[Exercise] Identify and pull out each line of the entries in which "foliage" occurs.

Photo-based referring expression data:

Start of Block

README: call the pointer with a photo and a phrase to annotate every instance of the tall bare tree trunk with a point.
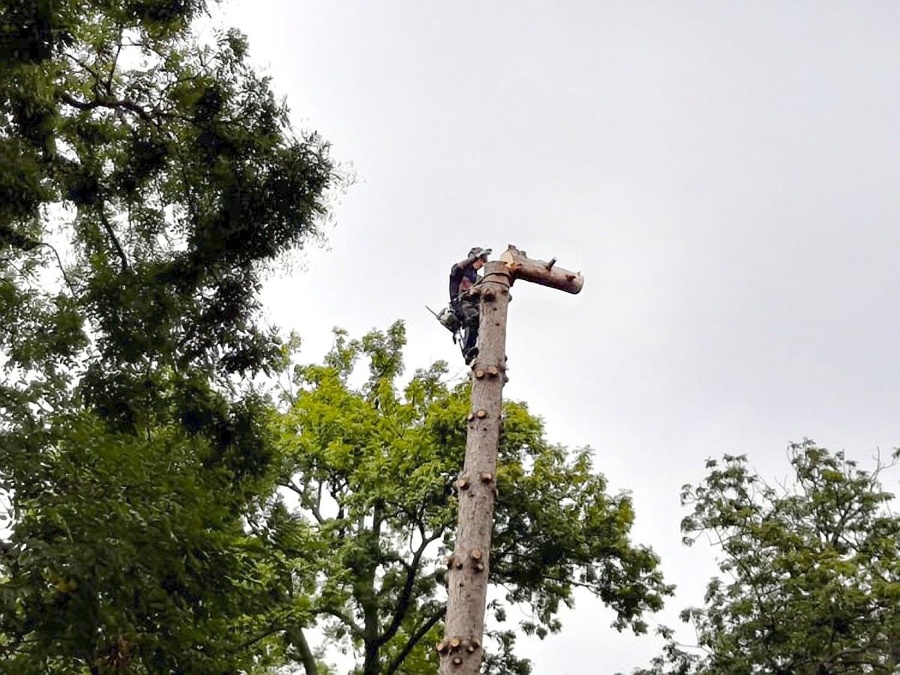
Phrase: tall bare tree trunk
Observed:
(461, 649)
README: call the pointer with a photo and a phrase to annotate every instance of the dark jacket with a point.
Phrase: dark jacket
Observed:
(462, 270)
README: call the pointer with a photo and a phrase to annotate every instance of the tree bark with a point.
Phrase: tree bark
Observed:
(540, 272)
(461, 649)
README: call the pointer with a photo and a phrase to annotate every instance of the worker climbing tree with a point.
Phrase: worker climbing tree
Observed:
(461, 648)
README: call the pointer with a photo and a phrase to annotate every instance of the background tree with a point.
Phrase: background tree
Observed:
(811, 571)
(370, 471)
(146, 182)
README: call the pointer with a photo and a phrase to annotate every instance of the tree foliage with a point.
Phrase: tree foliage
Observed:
(147, 180)
(811, 571)
(370, 512)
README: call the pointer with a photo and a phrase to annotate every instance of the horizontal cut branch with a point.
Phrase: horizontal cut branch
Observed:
(541, 272)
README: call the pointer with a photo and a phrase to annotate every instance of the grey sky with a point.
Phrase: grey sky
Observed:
(725, 175)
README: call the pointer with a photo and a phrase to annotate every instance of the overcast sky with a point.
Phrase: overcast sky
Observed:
(724, 174)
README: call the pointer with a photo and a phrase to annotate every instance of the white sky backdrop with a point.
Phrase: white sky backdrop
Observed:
(725, 175)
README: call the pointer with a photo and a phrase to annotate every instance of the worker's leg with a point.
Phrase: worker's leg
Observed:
(470, 321)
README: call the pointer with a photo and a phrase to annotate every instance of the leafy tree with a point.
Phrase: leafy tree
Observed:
(147, 182)
(369, 507)
(811, 571)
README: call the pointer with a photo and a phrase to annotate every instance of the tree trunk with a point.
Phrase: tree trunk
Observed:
(461, 649)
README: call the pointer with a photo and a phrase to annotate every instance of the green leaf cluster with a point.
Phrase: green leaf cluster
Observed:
(368, 513)
(810, 570)
(147, 181)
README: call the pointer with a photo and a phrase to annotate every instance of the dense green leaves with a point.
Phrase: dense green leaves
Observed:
(147, 180)
(370, 512)
(811, 571)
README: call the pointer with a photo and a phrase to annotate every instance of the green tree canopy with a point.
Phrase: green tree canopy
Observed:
(810, 571)
(370, 510)
(146, 182)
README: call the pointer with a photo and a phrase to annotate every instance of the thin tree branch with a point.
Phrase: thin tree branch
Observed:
(414, 639)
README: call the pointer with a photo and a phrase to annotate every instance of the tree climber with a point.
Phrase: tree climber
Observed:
(463, 276)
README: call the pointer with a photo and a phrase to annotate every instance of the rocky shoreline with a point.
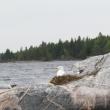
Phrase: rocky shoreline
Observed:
(92, 92)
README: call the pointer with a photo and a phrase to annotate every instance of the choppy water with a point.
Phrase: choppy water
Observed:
(24, 73)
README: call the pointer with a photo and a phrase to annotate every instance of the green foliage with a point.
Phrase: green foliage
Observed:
(67, 50)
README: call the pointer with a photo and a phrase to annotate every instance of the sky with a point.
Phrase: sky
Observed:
(29, 22)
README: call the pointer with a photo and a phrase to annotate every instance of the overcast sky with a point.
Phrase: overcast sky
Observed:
(29, 22)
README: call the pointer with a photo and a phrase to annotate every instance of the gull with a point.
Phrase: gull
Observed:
(60, 71)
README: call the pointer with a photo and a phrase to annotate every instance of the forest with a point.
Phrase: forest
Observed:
(79, 48)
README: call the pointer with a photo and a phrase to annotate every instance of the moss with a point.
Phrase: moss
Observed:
(60, 80)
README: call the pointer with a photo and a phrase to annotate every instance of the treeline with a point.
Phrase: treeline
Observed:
(67, 50)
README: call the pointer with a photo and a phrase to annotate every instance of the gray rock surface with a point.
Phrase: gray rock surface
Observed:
(92, 92)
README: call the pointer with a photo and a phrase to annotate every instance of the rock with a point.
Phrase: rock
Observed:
(91, 92)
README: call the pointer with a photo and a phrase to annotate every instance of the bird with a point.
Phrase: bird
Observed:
(60, 71)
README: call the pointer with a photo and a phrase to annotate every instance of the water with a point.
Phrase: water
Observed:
(33, 72)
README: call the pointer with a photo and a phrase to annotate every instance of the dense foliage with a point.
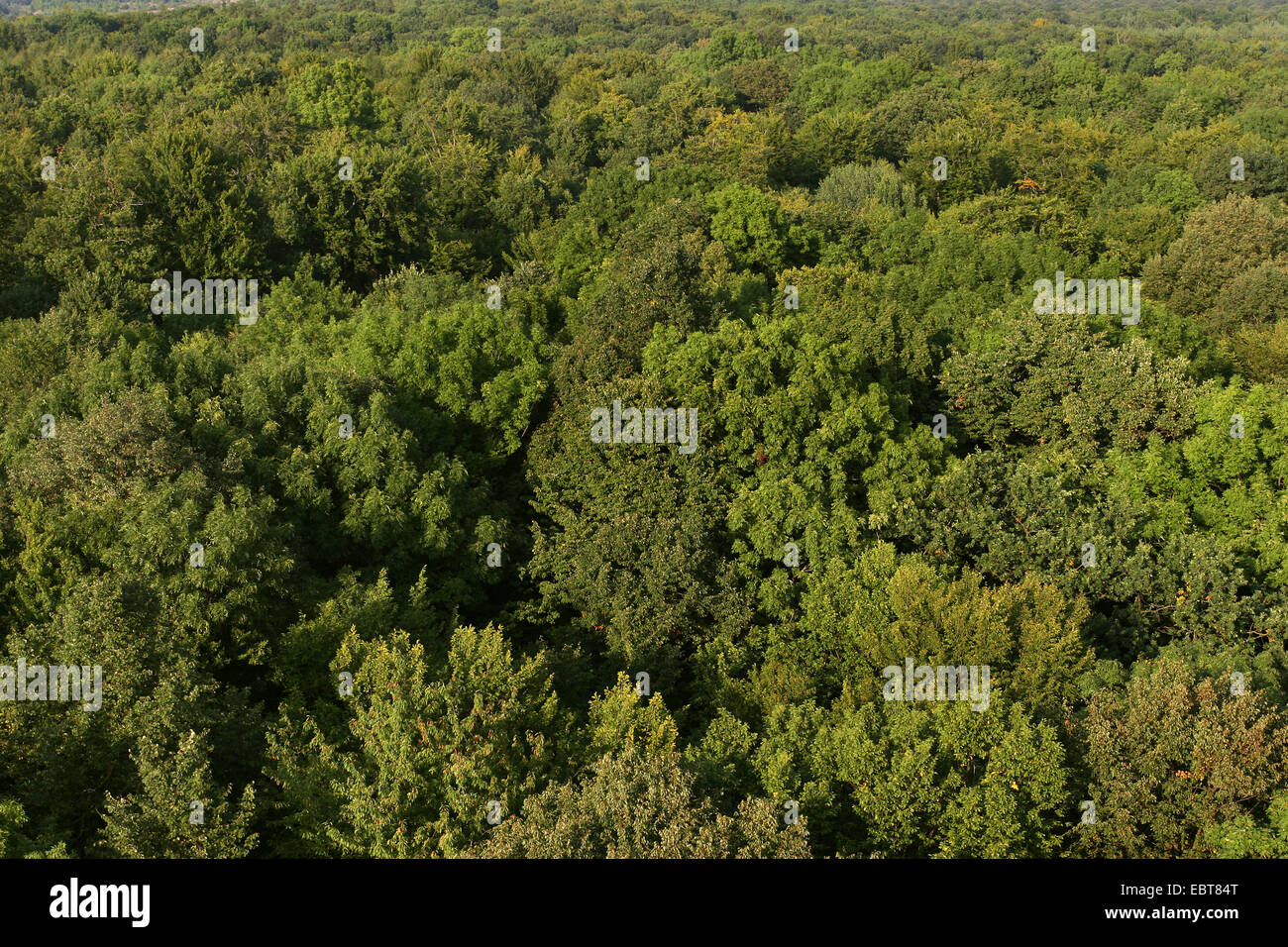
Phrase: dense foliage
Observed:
(423, 635)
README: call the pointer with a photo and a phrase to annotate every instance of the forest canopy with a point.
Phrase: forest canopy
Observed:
(578, 429)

End of Block

[Task result]
README: call the pointer with a photo and a phrase to annotate every instance of the tree foliage with a point.
Phrase: tree foliage
README: call the pointer with a photo and a phrase to annotate every instance of the green foliage with a point.
Phrase: green foliage
README: call the pointer with a photo and a phrase to annotate every instance of the dense foliage with a point.
Phrase: dense foliage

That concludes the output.